Selected text:
Announcement Icon Online training class for Clinical R programming batch starts on Monday, 02Feb2026. Click here for details.

Count Missing Values in Selected Variables


Lesson Description
-
  • Sometimes, we want to work with the concept of "Count Missing Values in Selected Variables" in a clear, repeatable way.
  • This lesson walks through a simple example and shows the key steps.
  • We will see one approach on how we can do it in SAS and R.

 


data example;
    input id name $ age score;
    datalines;
1 Alice 25 85 
2 . 30 90 
3 Charlie . 88 
4 . . . 
;
run;

data example2;
    set example;
    cmiss_subset = cmiss(name, score);
run;
  • The dataset `example` includes missing values across character and numeric variables.
  • The function `cmiss(name, score)` counts the number of missing values among the selected variables in each row.
  • The result is stored in a new variable `cmiss_subset`, which reflects how many of `name` and `score` are missing.
df <- tibble(
id = 1:4,
name = c("Alice", NA, "Charlie", NA),
age = c(25, 30, NA, NA),
score = c(85, 90, 88, NA) 
)
 

df2 <- df %>% mutate(cmiss_subset = rowSums(is.na(across(c(name, score)))))

Using the information:
A – In the missing-values lesson, what new variable holds the result of `cmiss(name, score)`?
B – Retype the part of the missing-values lesson starting at "Announcement Icon Online" and ending at "clear, repeatable way.".
C – Write what comes next in the missing-values lesson after its final line.
The rows have no connection to the missing-values lesson.

Information supplied:
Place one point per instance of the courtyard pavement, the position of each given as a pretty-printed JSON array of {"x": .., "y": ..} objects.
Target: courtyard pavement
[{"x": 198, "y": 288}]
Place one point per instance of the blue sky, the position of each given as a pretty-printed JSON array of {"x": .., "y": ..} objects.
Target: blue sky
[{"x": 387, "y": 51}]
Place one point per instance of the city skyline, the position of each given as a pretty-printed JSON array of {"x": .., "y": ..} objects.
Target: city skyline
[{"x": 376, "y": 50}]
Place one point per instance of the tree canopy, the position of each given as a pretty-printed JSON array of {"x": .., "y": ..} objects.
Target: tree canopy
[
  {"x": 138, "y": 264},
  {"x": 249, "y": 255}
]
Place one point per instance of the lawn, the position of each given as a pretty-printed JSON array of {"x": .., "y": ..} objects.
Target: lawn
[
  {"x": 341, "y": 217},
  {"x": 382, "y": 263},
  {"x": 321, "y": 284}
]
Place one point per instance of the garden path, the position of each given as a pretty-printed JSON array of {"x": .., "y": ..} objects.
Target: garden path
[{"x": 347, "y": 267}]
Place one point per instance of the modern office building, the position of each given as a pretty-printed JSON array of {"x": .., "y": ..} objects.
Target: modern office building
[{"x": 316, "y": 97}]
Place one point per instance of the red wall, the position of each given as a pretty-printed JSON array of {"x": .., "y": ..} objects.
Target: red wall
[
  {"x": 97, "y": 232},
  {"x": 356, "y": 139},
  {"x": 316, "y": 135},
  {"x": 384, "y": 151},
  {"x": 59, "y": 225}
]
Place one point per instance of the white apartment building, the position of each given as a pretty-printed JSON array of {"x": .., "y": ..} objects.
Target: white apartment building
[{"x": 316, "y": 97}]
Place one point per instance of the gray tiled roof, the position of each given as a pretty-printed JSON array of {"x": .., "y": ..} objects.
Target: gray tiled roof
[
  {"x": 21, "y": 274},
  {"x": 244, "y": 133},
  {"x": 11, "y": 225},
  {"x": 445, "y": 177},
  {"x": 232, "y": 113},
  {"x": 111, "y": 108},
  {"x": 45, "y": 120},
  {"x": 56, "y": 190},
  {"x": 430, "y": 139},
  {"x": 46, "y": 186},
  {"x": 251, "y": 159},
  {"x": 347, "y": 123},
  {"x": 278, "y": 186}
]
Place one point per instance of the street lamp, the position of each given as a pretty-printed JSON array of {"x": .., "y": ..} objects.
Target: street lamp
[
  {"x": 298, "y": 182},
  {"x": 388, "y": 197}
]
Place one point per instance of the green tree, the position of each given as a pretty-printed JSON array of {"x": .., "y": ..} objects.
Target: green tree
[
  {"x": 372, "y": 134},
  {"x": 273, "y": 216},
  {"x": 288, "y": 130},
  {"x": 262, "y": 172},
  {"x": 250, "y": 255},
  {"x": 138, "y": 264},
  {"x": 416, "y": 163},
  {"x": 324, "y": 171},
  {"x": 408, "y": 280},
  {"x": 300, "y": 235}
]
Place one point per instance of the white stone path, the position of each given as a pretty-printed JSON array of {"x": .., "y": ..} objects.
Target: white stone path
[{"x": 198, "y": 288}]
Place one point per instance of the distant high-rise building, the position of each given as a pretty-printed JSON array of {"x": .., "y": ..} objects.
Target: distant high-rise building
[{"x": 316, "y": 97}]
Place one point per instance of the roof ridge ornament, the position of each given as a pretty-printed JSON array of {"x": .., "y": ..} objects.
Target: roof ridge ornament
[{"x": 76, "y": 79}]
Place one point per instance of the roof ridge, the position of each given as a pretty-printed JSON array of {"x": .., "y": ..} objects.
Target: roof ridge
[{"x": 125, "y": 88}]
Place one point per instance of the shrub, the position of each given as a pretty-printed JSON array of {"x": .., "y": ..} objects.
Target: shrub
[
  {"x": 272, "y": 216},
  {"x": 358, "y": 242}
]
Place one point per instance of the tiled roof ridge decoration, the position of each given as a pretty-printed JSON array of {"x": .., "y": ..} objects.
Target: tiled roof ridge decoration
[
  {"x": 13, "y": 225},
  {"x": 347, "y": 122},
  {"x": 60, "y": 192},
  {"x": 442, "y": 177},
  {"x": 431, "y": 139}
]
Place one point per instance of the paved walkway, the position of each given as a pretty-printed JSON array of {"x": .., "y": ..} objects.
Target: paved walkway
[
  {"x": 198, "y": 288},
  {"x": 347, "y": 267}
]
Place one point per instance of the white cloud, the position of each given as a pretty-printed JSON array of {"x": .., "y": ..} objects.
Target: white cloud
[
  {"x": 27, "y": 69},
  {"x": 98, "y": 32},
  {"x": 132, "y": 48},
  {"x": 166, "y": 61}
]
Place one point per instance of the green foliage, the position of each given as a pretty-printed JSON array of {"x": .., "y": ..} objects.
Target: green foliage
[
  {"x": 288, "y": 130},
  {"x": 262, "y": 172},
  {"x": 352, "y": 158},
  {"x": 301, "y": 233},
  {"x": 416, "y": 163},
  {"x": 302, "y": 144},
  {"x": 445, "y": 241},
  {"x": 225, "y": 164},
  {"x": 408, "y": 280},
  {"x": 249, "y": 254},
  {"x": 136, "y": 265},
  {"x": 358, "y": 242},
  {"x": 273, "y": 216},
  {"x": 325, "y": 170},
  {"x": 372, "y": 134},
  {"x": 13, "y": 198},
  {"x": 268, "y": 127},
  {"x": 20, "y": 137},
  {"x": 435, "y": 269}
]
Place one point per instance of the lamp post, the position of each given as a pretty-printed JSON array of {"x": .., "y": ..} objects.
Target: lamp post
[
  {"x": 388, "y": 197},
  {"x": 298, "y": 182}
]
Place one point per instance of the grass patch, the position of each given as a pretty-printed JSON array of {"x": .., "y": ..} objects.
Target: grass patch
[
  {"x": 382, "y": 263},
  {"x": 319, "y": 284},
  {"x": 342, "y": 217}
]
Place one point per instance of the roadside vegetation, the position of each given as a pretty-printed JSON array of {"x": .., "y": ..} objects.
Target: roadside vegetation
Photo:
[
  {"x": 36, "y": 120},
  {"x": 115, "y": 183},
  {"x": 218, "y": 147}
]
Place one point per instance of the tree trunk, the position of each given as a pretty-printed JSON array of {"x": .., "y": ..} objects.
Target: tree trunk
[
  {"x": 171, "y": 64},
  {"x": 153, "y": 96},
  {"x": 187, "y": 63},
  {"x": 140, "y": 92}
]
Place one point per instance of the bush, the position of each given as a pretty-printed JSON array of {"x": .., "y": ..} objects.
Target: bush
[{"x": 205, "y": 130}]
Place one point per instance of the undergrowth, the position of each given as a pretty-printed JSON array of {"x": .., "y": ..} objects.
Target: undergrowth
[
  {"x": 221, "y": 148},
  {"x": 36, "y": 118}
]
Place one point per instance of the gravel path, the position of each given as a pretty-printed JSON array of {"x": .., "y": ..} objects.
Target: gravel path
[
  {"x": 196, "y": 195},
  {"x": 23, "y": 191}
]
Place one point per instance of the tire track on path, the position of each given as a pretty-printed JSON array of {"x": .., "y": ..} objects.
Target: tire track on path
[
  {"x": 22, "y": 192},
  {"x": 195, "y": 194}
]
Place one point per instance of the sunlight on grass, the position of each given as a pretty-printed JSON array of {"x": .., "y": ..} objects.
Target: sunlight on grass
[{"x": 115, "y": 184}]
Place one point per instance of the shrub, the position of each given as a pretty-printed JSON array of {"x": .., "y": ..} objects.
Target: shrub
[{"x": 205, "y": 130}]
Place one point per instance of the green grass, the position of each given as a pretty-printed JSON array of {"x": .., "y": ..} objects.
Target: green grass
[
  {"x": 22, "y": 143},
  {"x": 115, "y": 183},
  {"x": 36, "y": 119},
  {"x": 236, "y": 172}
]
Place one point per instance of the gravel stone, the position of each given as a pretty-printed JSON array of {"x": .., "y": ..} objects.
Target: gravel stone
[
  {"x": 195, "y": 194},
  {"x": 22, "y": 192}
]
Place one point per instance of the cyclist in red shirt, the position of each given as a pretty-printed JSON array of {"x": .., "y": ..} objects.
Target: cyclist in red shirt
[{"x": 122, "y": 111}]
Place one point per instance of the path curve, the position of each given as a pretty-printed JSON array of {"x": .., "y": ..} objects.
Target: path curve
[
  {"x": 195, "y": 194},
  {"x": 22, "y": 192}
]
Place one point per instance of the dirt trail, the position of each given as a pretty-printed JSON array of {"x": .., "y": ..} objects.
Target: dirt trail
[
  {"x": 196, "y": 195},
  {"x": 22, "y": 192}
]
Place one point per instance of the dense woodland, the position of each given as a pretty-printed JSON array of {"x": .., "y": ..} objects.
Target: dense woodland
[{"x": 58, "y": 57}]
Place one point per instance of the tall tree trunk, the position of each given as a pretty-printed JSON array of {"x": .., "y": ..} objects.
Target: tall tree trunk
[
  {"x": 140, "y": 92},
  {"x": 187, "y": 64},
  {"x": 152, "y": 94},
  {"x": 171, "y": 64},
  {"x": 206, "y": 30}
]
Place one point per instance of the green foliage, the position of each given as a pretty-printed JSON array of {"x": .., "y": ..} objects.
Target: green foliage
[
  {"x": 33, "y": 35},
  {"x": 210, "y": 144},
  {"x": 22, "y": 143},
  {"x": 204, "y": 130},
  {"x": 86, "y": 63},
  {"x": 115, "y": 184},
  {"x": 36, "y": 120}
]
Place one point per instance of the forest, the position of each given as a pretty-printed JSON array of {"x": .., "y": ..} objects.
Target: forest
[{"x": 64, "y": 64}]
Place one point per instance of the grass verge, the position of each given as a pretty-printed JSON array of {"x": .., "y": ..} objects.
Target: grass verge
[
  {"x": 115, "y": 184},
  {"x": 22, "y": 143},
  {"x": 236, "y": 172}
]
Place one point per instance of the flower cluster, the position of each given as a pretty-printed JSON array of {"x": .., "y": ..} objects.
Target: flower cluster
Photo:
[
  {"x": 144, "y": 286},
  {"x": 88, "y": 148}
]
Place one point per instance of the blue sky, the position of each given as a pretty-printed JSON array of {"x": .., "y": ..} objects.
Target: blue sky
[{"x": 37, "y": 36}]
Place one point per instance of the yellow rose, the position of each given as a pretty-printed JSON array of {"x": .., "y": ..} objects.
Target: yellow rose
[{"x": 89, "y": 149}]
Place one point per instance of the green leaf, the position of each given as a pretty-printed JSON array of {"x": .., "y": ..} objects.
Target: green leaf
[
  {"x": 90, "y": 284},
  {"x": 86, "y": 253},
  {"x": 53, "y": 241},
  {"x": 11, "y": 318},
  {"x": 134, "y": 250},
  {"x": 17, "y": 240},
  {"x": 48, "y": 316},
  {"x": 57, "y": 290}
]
---
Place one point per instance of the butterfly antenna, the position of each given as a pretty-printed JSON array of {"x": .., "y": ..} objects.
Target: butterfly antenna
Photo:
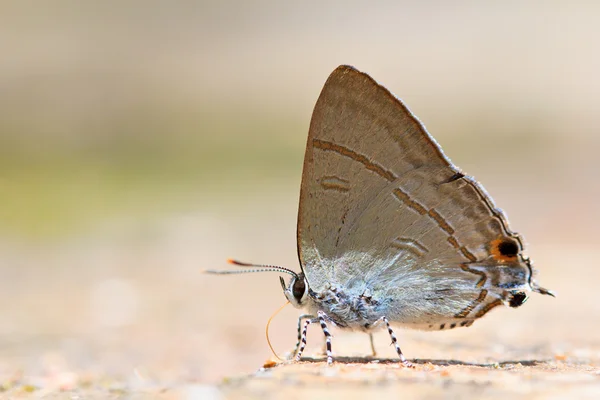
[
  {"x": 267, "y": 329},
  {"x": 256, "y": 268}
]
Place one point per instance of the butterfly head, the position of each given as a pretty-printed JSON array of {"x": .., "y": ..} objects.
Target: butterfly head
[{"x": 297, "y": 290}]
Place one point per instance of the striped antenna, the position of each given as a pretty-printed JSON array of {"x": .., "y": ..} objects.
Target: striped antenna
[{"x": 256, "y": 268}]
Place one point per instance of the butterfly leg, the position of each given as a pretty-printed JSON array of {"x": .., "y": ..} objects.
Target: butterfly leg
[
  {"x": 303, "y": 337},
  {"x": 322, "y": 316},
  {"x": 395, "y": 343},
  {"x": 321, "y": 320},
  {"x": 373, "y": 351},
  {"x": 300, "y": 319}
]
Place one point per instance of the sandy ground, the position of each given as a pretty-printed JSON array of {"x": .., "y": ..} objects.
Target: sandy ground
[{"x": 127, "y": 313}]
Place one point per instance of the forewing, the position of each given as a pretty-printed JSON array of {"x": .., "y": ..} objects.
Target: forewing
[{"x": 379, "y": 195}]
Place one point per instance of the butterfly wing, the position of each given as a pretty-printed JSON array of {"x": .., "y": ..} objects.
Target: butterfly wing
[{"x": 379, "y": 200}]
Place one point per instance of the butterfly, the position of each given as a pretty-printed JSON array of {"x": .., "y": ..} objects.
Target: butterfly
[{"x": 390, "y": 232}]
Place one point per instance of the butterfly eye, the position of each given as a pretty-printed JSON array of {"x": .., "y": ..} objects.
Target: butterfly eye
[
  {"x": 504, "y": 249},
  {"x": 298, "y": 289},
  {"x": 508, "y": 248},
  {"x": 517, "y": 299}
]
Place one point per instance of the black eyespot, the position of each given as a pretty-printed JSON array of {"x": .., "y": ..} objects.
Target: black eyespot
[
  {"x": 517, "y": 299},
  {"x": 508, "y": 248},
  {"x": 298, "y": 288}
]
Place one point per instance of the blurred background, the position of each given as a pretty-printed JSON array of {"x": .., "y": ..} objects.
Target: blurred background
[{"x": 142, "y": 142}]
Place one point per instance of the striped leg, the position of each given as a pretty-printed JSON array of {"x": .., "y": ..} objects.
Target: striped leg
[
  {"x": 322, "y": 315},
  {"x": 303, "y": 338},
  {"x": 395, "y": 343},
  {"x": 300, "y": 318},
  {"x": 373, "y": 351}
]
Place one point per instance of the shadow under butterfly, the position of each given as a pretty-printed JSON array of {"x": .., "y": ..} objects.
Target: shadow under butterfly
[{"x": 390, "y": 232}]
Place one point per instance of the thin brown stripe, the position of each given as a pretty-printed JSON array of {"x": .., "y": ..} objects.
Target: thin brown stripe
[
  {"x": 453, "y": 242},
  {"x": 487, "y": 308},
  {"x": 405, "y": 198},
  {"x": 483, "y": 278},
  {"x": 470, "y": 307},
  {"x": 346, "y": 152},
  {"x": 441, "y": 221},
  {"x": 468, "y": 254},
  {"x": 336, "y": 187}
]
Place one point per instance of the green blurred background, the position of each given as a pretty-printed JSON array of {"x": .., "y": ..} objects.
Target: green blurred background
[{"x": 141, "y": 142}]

Responses to the exercise:
A – `cmiss_subset`

B –
Announcement Icon Online training class for Clinical R programming batch starts on Monday, 02Feb2026. Click here for details.

Count Missing Values in Selected Variables


Lesson Description
-
  • Sometimes, we want to work with the concept of "Count Missing Values in Selected Variables" in a clear, repeatable way.

C –
  • The dataset `df` contains both character and numeric variables with some missing values.
  • `across(c(name, score))` selects the specified variables for row-wise inspection.
  • `is.na()` identifies missing values in each selected column.
  • `rowSums()` counts the number of `NA` values for each row across those columns.
  • The result is stored in `cmiss_subset`, which reflects how many of `name` and `score` are missing per row.
df <- data.frame(
  id = 1:4,
  name = c("Alice", NA, "Charlie", NA),
  age = c(25, 30, NA, NA),
  score = c(85, 90, 88, NA)
  , stringsAsFactors = FALSE
)

df2 <- df

df2$cmiss_subset <- rowSums(is.na(df2[, c("name", "score")]))
  • is.na() creates a missingness matrix for selected columns.
  • rowSums() counts missing values per row.